(Items listed in a dataset)

START

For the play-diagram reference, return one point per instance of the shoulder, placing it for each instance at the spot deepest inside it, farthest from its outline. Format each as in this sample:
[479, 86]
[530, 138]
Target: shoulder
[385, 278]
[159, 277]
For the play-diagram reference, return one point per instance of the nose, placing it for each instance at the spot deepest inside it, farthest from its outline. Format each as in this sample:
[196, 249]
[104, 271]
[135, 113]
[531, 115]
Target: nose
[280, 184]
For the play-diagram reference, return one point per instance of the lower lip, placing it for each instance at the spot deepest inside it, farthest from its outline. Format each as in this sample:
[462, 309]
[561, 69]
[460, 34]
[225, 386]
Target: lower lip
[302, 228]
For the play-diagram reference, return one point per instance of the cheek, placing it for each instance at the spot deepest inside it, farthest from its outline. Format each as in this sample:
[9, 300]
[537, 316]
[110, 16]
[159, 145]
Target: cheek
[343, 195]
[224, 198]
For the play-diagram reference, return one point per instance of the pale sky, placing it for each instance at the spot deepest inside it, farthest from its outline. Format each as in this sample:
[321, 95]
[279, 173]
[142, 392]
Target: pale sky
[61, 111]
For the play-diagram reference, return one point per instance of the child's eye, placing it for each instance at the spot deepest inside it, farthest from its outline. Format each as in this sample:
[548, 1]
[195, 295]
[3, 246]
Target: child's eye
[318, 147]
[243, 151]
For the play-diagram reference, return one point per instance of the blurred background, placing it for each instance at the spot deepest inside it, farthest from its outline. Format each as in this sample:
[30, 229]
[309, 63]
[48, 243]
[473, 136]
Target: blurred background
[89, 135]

END
START

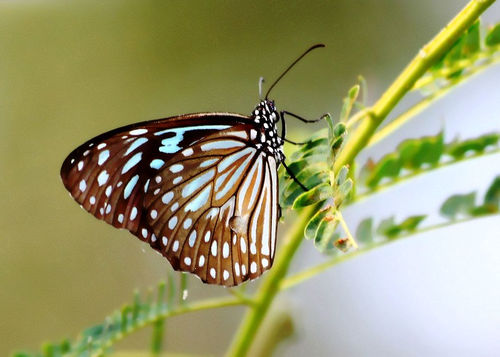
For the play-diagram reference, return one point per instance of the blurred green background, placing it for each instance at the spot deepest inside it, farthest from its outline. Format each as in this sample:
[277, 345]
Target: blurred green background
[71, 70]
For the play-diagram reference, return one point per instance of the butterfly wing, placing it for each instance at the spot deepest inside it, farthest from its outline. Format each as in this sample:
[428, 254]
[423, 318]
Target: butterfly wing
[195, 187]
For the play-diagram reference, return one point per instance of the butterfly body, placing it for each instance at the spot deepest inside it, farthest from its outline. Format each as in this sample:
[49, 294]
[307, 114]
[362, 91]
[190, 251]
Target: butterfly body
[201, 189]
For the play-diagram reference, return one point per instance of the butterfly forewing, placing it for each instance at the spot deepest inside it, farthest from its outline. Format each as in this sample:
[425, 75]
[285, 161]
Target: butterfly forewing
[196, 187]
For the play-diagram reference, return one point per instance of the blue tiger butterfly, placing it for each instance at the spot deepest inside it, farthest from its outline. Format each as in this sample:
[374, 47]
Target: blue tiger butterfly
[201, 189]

END

§ Task goal: Extract every line from the records above that contains the word "body".

§ Finished exercise:
For the play-diagram reference, return one point per instance of the butterfly body, placing it for each instance at the spot deepest inside it, farthest from its outline. Format each as in this sample:
Target: butterfly body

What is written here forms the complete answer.